_GEGEBENER TEXTAUSZUG_.
# # #
Lina Ben Mhenni — vernetzt euch!
Lina Ben Mhenni — a tunesian girl — ist wie ich Jahrgang 83, Bloggerin und „ein freies Elektron“. In ihrem Essay „Vernetzt euch!“ erzählt sie eine echte Netzgeschichte; eine Geschichte aus dem Epizentrum der Jasminrevolution in Tunesien. Obgleich Ben Mhenni zur Zeit der Aufstände und darüber hinaus im Social Web sehr aktiv im war, stellt sich selbst nicht als Verursacherin oder Antreiberin der Revolution dar. Wie ein Elektron war sie nicht mehr und nicht weniger als der Teil einer größeren Masse, die sich ab Frühsommer 2010 zu einer nicht mehr zu übersehenden Bewegung aufschwang.
Die Tools — meint die neuen technischen Möglichkeiten des Webs — tauchen bei Ben Mhenni selbstverständlich auf: Fotos, Videos, Twitter-Streams und Facebook-Seiten, Google-Gruppen und natürlich Blogs sind ein so essentieller Teil der Geschichte, wie sie seiner Zeit auch Teil des Lebens Ben Mhennis gewesen sein dürften. Doch die Tools waren es nicht, die die Leute auf die Straße brachten. Es war die Wut über die weitgehende Missachtung ihres Kampfes für Freiheit und gegen Zensur, die die Bewegung antrieb. Als Schlüsselmoment ihrer Revolution beschreibt Ben Mhenni jedenfalls kein Szenario im Cyberspace. Was das Fass für sie zum überlaufen brauchte, war die Entführung ihrer Freunde Slim und Yassine durch die tunesische Geheimpolizei.
Was im Fortgang Ben Mhennis Jasminrevolution geschah, bzw. was sie davon berichtet, ist die beispiellose Geschichte von der Resonanz eines schnell wachsenden Netzwerkes gleich- oder zumindest ähnlich gesinnter Menschen — Menschen, die nur machtlos zugeschaut haben, bevor sie merkten, dass sie stark sind. Die Frage, wie das im einzelnen geschah und was wir daraus lernen können, beantwortet Ben Mhennis Geschichte nicht, dazu brauchen wir dickere Bücher …
Gerhard Schulze — Theorie der Szene
Gerhard Schulze erzeugte mit seiner Theorie der „Erlebnisgesellschaft“ in den 1990er Jahren einiges Aufsehen. Nicht nur, dass er es wagte, die Gesellschaftstheorie Pierre Bourdieus in Teilen in Frage zu stellen, er beschrieb auch die als Hedonismus verschriene Erlebnisorientierung als unmittelbare Form der nur menschlichen Suche nach Glück. Das Leben ein Erlebnisprojekt? Ja, meint Schulze und führt aus, dass sich in der Gesellschaft der späten 1980 Jahre umfassende Wandlungsprozesse beobachten ließen, die die Problemdefinition des alltäglichen Lebensvollzuges von außen nach innen kehrte.
# # #
_DATEN ZUR BEARBEITUNG_.
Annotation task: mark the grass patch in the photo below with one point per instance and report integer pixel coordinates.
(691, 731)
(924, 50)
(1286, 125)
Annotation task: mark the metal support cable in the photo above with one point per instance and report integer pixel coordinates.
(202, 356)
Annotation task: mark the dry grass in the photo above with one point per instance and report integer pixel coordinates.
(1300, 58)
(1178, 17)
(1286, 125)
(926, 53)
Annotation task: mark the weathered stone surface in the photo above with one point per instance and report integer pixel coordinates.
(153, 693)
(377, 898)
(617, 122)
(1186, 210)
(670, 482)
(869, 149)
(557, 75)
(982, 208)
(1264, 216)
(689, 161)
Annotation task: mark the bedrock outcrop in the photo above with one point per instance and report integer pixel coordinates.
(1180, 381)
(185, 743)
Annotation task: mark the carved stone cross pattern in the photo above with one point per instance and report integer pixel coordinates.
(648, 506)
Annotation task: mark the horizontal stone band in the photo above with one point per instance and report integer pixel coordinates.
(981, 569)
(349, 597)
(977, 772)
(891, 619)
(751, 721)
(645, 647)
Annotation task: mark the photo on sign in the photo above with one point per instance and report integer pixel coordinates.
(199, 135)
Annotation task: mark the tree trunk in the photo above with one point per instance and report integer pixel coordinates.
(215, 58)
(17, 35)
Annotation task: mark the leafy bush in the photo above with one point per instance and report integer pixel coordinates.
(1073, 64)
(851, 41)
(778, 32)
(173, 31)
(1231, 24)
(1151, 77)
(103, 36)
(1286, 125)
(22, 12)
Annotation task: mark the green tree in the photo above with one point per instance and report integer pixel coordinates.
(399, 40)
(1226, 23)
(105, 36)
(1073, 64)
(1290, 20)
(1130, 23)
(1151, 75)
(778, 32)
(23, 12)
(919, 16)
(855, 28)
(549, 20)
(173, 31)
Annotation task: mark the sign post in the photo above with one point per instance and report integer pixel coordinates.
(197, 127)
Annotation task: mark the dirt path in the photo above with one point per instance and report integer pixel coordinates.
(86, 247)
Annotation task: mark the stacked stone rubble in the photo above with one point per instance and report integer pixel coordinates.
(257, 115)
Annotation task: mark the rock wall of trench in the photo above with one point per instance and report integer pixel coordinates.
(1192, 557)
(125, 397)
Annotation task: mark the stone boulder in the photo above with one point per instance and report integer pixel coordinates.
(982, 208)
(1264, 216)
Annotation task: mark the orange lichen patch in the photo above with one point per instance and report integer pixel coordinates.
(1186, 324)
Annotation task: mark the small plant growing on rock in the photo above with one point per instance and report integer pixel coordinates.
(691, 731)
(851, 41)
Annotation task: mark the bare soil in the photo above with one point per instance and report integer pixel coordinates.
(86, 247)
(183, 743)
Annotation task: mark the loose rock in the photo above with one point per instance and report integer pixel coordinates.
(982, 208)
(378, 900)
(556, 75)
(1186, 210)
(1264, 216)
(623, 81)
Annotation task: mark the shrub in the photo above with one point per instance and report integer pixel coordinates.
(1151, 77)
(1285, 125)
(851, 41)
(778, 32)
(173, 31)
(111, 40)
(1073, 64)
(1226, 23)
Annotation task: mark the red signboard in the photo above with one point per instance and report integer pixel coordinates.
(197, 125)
# # #
_WAS ZU TUN IST_.
**A)** Gib aus dem Textauszug über Ben Mhennis Essay den Abschnitt, der mit den Worten „Die Tools —“ anfängt und mit „die tunesische Geheimpolizei.“ aufhört, noch einmal wieder. Setze dabei „Werkzeuge“ an die Stelle von „Tools“.
**B)** Schreib jede Zeile der Einträge ab, in der das Wort „grass“ vorkommt.

_ANTWORTEN PRO AUFGABE_.
**A)**
Die Werkzeuge — meint die neuen technischen Möglichkeiten des Webs — tauchen bei Ben Mhenni selbstverständlich auf: Fotos, Videos, Twitter-Streams und Facebook-Seiten, Google-Gruppen und natürlich Blogs sind ein so essentieller Teil der Geschichte, wie sie seiner Zeit auch Teil des Lebens Ben Mhennis gewesen sein dürften. Doch die Werkzeuge waren es nicht, die die Leute auf die Straße brachten. Es war die Wut über die weitgehende Missachtung ihres Kampfes für Freiheit und gegen Zensur, die die Bewegung antrieb. Als Schlüsselmoment ihrer Revolution beschreibt Ben Mhenni jedenfalls kein Szenario im Cyberspace. Was das Fass für sie zum überlaufen brauchte, war die Entführung ihrer Freunde Slim und Yassine durch die tunesische Geheimpolizei.

**B)**
Annotation task: mark the grass patch in the photo below with one point per instance and report integer pixel coordinates.
Annotation task: mark the dry grass in the photo above with one point per instance and report integer pixel coordinates.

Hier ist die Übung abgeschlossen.